** WHAT IS NEEDED **
Copy the material from the line with "wooden bridge deck" through the end, swapping "keypoint" for "marker" and changing nothing else.

-- begin PROVIDED INFORMATION --

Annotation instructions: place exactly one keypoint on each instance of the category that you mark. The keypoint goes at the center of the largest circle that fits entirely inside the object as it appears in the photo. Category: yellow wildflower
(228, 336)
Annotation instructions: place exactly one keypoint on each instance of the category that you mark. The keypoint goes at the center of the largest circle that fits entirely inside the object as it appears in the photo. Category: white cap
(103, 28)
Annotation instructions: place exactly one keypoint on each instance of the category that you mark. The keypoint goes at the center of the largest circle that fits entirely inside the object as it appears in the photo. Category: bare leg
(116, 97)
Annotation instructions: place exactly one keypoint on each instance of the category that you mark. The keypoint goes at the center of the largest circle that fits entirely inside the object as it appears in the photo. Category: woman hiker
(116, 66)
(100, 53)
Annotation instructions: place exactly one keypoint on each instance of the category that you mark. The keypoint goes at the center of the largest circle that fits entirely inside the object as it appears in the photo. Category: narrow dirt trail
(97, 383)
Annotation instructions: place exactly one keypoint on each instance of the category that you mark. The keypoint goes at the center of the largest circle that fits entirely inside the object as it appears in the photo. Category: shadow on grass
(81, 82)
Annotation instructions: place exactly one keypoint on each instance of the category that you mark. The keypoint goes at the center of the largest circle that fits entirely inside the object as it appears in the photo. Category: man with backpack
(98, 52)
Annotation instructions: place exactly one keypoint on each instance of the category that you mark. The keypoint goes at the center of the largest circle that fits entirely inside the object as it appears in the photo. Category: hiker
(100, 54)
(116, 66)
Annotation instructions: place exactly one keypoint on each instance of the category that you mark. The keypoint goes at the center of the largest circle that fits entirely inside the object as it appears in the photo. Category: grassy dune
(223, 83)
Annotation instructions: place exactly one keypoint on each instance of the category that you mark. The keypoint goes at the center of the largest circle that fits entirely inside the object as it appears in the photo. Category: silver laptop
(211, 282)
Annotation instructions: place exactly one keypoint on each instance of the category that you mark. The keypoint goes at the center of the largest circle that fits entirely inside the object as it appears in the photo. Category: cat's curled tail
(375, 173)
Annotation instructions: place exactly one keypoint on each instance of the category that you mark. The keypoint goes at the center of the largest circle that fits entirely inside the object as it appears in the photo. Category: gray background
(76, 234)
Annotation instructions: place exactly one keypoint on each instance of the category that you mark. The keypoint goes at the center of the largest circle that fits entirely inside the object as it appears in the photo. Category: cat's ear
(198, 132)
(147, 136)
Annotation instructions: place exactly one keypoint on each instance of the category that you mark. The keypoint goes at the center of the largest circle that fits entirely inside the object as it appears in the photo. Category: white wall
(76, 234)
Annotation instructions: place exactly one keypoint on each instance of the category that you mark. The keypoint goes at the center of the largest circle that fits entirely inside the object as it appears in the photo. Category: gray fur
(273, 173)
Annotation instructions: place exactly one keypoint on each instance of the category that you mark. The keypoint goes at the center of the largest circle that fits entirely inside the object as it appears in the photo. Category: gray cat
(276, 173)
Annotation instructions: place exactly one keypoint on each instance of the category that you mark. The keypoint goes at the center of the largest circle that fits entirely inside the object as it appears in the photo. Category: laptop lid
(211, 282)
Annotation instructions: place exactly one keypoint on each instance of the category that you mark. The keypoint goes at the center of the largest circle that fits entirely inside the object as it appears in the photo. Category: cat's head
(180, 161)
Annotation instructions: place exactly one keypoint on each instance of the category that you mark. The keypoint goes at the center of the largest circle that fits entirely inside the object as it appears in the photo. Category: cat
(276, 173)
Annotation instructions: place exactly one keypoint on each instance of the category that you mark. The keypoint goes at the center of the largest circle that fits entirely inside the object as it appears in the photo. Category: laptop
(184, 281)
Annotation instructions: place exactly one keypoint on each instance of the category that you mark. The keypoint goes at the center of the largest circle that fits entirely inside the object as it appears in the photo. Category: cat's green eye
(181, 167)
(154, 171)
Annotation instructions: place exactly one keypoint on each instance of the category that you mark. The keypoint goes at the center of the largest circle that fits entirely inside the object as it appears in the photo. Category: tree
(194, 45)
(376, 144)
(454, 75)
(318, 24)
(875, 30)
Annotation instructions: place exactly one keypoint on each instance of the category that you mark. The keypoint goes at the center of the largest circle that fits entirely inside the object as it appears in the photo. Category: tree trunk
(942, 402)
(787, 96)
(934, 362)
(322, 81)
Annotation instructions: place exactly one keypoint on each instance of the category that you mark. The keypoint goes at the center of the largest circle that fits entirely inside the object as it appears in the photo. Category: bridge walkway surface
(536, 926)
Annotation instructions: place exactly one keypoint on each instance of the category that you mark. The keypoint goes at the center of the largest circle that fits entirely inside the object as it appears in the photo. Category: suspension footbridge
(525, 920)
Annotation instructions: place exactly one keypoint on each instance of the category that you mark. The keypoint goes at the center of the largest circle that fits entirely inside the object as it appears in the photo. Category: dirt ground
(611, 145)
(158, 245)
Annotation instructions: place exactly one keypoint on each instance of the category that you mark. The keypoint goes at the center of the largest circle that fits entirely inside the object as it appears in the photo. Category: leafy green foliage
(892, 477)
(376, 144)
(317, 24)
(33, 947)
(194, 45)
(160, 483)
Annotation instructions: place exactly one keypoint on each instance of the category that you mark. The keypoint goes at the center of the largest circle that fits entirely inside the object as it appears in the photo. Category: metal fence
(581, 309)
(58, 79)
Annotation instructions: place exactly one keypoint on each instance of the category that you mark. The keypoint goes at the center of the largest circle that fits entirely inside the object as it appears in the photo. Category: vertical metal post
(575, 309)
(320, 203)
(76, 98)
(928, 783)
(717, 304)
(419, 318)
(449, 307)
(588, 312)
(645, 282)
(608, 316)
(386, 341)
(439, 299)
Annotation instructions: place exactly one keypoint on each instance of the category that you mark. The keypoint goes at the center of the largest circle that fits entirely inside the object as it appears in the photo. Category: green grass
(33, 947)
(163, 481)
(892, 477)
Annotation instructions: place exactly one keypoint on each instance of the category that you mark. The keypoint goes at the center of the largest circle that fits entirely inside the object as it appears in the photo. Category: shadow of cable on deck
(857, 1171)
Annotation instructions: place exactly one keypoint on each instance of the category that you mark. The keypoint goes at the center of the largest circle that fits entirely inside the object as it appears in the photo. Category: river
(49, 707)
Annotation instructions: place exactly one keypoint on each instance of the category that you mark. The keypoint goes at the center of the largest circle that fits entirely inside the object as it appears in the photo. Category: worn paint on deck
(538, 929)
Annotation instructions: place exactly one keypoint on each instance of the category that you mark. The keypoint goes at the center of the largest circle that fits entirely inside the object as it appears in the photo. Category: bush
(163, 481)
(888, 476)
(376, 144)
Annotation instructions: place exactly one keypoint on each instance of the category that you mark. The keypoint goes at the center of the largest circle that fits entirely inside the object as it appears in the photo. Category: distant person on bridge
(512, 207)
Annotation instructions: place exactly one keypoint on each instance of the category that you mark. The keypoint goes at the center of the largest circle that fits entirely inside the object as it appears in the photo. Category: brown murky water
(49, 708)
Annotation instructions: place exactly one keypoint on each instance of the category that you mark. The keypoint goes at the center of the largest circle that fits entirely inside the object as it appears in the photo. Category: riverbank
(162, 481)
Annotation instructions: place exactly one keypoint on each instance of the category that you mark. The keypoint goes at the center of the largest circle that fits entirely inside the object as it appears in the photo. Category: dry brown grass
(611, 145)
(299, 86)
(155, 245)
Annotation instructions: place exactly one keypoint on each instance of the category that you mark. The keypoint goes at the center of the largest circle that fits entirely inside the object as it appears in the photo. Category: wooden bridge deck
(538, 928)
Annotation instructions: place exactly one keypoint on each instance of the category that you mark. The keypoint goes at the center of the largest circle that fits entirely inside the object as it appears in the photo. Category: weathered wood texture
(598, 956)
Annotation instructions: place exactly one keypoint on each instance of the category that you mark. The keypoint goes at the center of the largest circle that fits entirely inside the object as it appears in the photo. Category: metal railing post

-- end PROVIDED INFORMATION --

** EXERCISE ANSWER **
Annotation instructions: place exactly one marker on each instance of the category that you mark. The marker goes at the center of the largest circle that fits entirely inside the object as it appears in the photo. Category: wooden bridge deck
(538, 928)
Annotation instructions: place exactly one marker on each instance of the category that you mark. The marker goes at the center of the largest circle that fits entirely inside the object as it appears in the photo. Category: weathered wood texture
(598, 956)
Annotation instructions: place exactly one marker on each instance of the category that you mark. The marker goes at the center of the largest circle that fits entirely inside the object as it appears in the photo. Category: metal railing post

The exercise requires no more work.